◆ Your instructions
What the response needs is every record, repeated verbatim, and no images.

Point localization data:

══════

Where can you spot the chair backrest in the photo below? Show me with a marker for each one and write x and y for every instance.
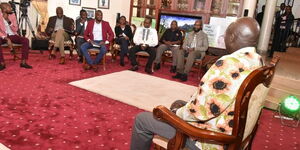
(257, 82)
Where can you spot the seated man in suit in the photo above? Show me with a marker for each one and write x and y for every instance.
(59, 27)
(171, 40)
(98, 33)
(195, 45)
(212, 105)
(124, 36)
(8, 34)
(81, 24)
(145, 39)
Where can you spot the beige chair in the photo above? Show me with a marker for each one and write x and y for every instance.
(249, 102)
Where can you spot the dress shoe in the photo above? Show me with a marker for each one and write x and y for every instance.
(95, 68)
(62, 60)
(134, 68)
(148, 70)
(2, 67)
(87, 67)
(26, 66)
(183, 77)
(173, 69)
(177, 76)
(52, 56)
(157, 66)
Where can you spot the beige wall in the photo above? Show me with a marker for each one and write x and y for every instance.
(296, 6)
(116, 6)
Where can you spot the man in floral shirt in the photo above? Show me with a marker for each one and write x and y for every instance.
(212, 105)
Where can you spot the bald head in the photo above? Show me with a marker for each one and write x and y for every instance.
(198, 25)
(59, 12)
(244, 32)
(6, 8)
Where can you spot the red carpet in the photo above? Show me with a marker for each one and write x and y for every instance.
(39, 110)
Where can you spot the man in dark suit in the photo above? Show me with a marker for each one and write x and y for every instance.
(59, 27)
(98, 34)
(81, 24)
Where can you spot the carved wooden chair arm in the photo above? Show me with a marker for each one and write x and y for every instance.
(164, 114)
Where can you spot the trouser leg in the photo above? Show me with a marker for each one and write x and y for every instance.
(152, 53)
(84, 48)
(100, 55)
(79, 42)
(159, 52)
(124, 48)
(1, 52)
(180, 61)
(190, 60)
(145, 126)
(175, 50)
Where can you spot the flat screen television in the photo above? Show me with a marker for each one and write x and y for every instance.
(185, 22)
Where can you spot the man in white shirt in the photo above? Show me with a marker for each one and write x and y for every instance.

══════

◆ Written solution
Where can you spot the chair backrest in the photo below? Show me with a marker for each one and write x and y for every instance.
(257, 82)
Where can you spot the seated man in suit in the photo above? Show me with a marker for each one and write x and y for every instance.
(59, 27)
(171, 40)
(98, 33)
(195, 45)
(212, 105)
(124, 36)
(8, 34)
(81, 24)
(145, 39)
Where can you spot the beige chair in the photo above? Show me with a marker for each one and write x and y for every instance.
(249, 102)
Where can you spot the dress shoe in the photo above? Show me with a marker for each one and write x and y for every instance.
(95, 68)
(62, 60)
(134, 68)
(148, 70)
(2, 67)
(87, 67)
(26, 66)
(183, 77)
(173, 69)
(177, 76)
(52, 56)
(157, 66)
Where can you spot the beige wall in the photo above? Show me with a marker for each one and write x and y for every instance.
(296, 6)
(116, 6)
Where can you spot the man in floral shirt in the photo above? Show me with a marker for each one and write x and y for every instance.
(212, 105)
Where can you spot the bald head in the photo above? Show me with a marker for each one and write x and y for every instance.
(198, 25)
(59, 12)
(244, 32)
(6, 8)
Where can you spot the red carpet in the photo above? Show me with a marker for each one and write x and y for every instance.
(39, 110)
Where can you spot the man in dark suit in the photo above? Show me with a marker for each one and write x and y for every instance.
(59, 27)
(98, 34)
(81, 24)
Where can you spot the carved wooden chair arm in the photo above? Show me with a marker for each one and write x and y for every instance.
(164, 114)
Where can you spot the trouser leg in the photo above? Show me with a marker for each one and write x and y for every instance.
(152, 53)
(84, 48)
(100, 55)
(79, 42)
(159, 52)
(124, 48)
(1, 52)
(180, 61)
(190, 60)
(145, 126)
(175, 50)
Where can you spot the flat screen television in the photo above? Show me with a marker for each one and write x and y for every instance.
(185, 22)
Where can you spot the man in white shirt in the photo above? Show me with a marker for each one and write x and y for every instance.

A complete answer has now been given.